__Passage shown__
------
I tested you fix in https://github.com/oss-review-toolkit/ort/pull/5513 and it does not solve the issues I am facing, as projects are named following the directory structure and not following pubspec.yml.

An example: Rule violation:

MISSING_HERE_ID_IN_PACKAGE_ID | Pub:core:core:0.0.1 | - | Found Pub:core:core:0.0.1. This may be a HERE package, but is not identified as such by its id.

Projects:

Pub:core:core:0.0.1 (app/core/core/pubspec.yaml)

But Pub:here_core:here_core:0.0.1 is found among the packages

bennati avatar Jul 05 '22 08:07 bennati

@bennati I'm not sure what you mean by "the project was generated from the directory structure", but if you mean that the project name is the name of the folder of the definition file, that means that the fallback in this line is used: https://github.com/oss-review-toolkit/ort/blob/1ca71eb3c2ab8b8379eb9f387b13d0b66e276b83/analyzer/src/main/kotlin/managers/Pub.kt#L445

If this is the case, it seems that the name is not properly set in the pubspec.yaml, or that the linked code needs to be improved.

FYI, I have moved the Pub related fixes to #5524 as I have found more issues.

mnonnenmacher avatar Jul 05 '22 16:07 mnonnenmacher

If this is the case, it seems that the name is not properly set in the pubspec.yaml, or that the linked code needs to be improved.

The code was indeed wrong which means that project names were never parsed correctly, I have added a fix to #5524.

mnonnenmacher avatar Jul 05 '22 17:07 mnonnenmacher

The code was indeed wrong which means that project names were never parsed correctly, I have added a fix to #5524.

@bennati is this PR still needed with the above-mentioned PR?

sschuberth avatar Dec 09 '22 10:12 sschuberth

No, we can close this

bennati avatar Dec 09 '22 11:12 bennati
------
__Written task A__
Reproduce the part of the discussion from "I tested you" up to and including "such by its id.", swapping "Rule violation" for "Policy violation".
The discussion above and the listing that follows are unrelated to each other.
------
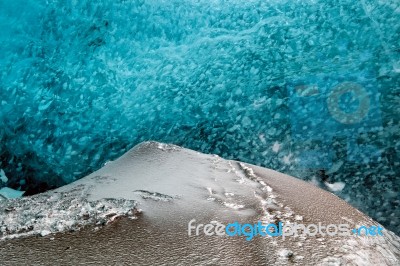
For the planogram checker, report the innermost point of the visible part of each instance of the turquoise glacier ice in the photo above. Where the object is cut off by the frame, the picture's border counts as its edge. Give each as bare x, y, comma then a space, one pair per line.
306, 87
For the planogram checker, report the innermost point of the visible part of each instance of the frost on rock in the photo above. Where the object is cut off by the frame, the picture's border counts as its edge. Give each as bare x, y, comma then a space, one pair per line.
81, 82
53, 212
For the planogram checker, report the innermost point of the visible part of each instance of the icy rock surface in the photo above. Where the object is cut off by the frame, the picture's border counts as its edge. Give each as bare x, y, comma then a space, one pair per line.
81, 82
53, 212
172, 186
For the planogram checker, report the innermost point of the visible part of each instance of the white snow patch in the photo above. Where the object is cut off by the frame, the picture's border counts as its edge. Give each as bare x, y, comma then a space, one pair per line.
10, 193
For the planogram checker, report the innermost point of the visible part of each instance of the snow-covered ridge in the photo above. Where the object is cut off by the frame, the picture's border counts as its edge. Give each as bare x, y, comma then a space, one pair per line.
170, 185
54, 212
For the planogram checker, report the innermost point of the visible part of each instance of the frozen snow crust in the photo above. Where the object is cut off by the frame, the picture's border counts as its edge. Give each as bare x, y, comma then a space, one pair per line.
161, 188
81, 82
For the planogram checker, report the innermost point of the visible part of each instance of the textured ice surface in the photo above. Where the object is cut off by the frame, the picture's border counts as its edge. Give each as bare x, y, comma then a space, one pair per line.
171, 186
83, 81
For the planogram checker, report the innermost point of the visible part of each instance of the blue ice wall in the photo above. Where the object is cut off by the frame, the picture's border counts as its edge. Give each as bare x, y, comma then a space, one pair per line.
310, 88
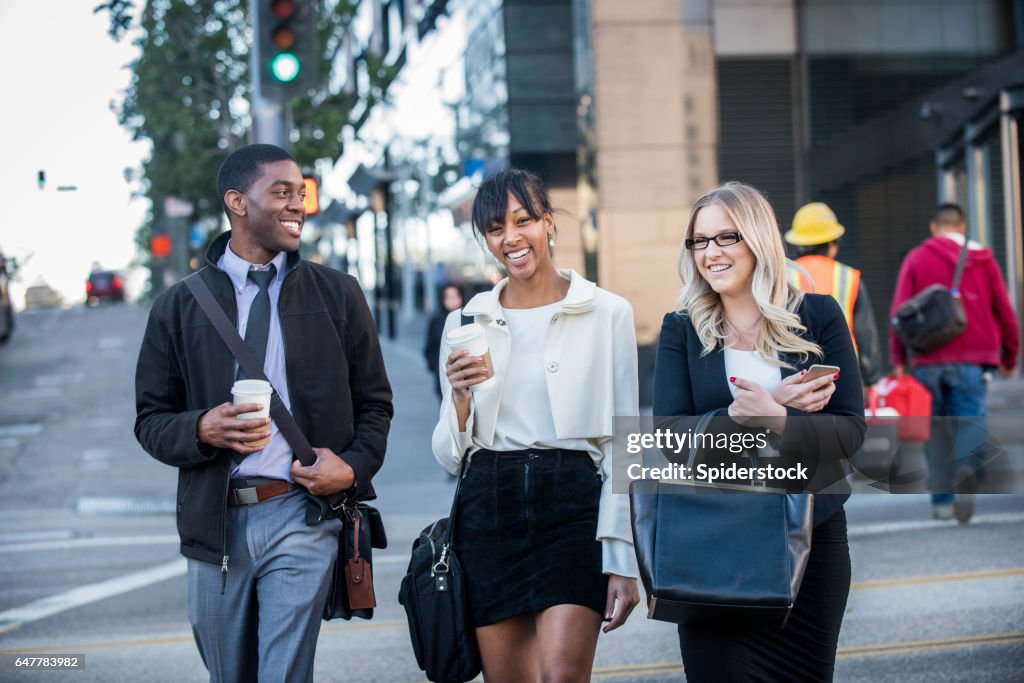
------
__Written task B__
Write out the lines of the listing from the line with "of the white" up to and including the last line of the listing, and leave the pictures out.

__Result A__
I tested you fix in https://github.com/oss-review-toolkit/ort/pull/5513 and it does not solve the issues I am facing, as projects are named following the directory structure and not following pubspec.yml.

An example: Policy violation:

MISSING_HERE_ID_IN_PACKAGE_ID | Pub:core:core:0.0.1 | - | Found Pub:core:core:0.0.1. This may be a HERE package, but is not identified as such by its id.

__Result B__
For the planogram checker, report the innermost point of the visible part of each instance of the white snow patch in the photo above. Where the object is cut off by the frame, the picture's border counts as its edge. Give each as bare x, y, comma then a space, one pair per line.
10, 193
For the planogram checker, report the innermost point of the visible part of each instance of the snow-covered ridge in the photo above. Where the object is cut off by the frame, the picture's border counts as its edge. Give each as bare x, y, comma then a space, one pair per line.
170, 185
54, 212
For the planogram checker, report the innermost point of the visible part of each instance of the frozen snow crust in the photo above. Where the object is cut off by the frame, the picture's border counts as its edge. Give each as bare x, y, comma then a space, one pair per line.
161, 188
81, 82
For the planogram checker, report the innermost point of the visible part of each instance of the textured ice surface in the photo above. Where the object is cut off by the frame, the picture's border counts as its edge. Give each as bare x, y, comma then a space, one pair per line.
171, 186
83, 81
For the planogram checker, report the innermost point of the visible part of each instance of the blue ice wall in the photo above. Where the object is cut off by the frame, the picture's border counts as its edge. Give each as bare x, y, comma then a space, one pair per line.
310, 88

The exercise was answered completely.